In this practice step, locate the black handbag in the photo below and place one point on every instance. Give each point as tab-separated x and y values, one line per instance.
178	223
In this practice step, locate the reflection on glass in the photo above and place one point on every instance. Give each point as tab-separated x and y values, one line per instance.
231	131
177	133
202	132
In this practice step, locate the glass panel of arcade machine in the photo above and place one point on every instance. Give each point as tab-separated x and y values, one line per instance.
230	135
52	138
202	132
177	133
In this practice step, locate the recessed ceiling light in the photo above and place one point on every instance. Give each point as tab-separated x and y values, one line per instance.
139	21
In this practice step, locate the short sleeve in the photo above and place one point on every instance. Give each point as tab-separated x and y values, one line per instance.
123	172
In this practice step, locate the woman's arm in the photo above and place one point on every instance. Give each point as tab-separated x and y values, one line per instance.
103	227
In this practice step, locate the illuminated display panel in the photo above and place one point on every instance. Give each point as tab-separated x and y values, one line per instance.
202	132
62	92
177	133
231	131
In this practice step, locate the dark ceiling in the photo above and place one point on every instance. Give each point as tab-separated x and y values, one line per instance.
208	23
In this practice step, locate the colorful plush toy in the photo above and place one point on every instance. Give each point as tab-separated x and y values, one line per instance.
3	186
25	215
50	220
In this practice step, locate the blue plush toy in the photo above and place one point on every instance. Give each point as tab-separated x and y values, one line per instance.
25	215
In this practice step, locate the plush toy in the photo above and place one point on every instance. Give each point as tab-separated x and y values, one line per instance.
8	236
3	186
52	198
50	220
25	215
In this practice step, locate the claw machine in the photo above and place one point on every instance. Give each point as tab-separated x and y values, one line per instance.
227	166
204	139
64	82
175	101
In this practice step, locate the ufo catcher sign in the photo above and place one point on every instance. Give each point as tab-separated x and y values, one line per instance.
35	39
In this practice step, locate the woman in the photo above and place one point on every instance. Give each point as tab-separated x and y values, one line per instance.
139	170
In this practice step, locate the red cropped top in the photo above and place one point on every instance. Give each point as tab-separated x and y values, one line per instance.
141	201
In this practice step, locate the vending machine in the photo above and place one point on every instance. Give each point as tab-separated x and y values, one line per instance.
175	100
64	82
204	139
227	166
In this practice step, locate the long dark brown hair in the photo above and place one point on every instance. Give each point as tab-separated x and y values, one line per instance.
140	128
....................
Output all preceding records character for character.

In this practice step, locate the black handbag in the photo below and place one point on every instance. Give each point as tab-separated x and y values, one line per instance.
178	223
In this practice step, locate the reflection on glass in the photo above and place one point on every instance. Give each point as tab-separated x and y values, one line per instance.
231	131
177	133
202	132
In this practice step, locate the glass panel of arcade machine in the photo above and place one point on every instance. Give each point as tab-separated x and y values, one line per instance.
230	135
52	138
202	132
177	133
In this practice step, locate the recessed ceiling light in the photo above and place one point on every instance. Give each point as tab-separated x and y values, one line per instance.
139	21
In this practice step, locate the short sleeve in the photo above and place one point on every instance. Give each point as tab-separated x and y values, one line per instance.
123	172
In this practice step, locate the woman's arm in the photo above and place one point on every instance. Give each point as tab-separated x and y values, one line per instance.
103	227
In this practice step, locate the illuminated display panel in the photo above and place one point on every instance. Give each point as tab-separated x and y values, one line per instance.
202	132
62	92
177	133
231	131
In this practice step, locate the dark ceiling in the photo above and place one point on every instance. Give each point as tab-separated x and y values, one line per instance.
208	23
In this practice step, locate the colorful plush toy in the photo above and place one point on every instance. Give each point as tab-separated x and y values, one line per instance.
3	186
25	215
50	220
In this practice step, locate the blue plush toy in the photo above and place one point on every instance. Give each point as tab-separated x and y values, one line per instance.
25	215
In this practice step, locate the plush toy in the photo above and place one point on every instance. Give each point as tab-separated x and y values, one line per instance.
8	236
3	186
52	198
50	220
25	215
In this practice step, locate the claw machine in the photo above and place one point on every instance. Give each point as tab-separated x and y values, one line per instance.
227	166
204	139
64	82
175	101
In this practice step, locate the ufo catcher sign in the photo above and place one point on every instance. Give each point as tab-separated x and y values, one line per instance.
35	39
In this practice step, locate the woman in the photo above and place one point on every instance. Give each point as tab-separated x and y values, one line per instance.
139	170
In this practice step, locate the red cropped top in the photo above and place one point on every instance. Give each point as tab-separated x and y values, one line per instance.
141	201
In this practice step, locate the vending machine in the photo above and place one point on every instance. Give each point as tab-separated x and y values, one line per instance.
175	100
64	82
204	139
227	166
In this practice step, locate the long dark brown hair in the photo above and place one point on every instance. Give each point as tab-separated x and y values, one line per instance.
140	128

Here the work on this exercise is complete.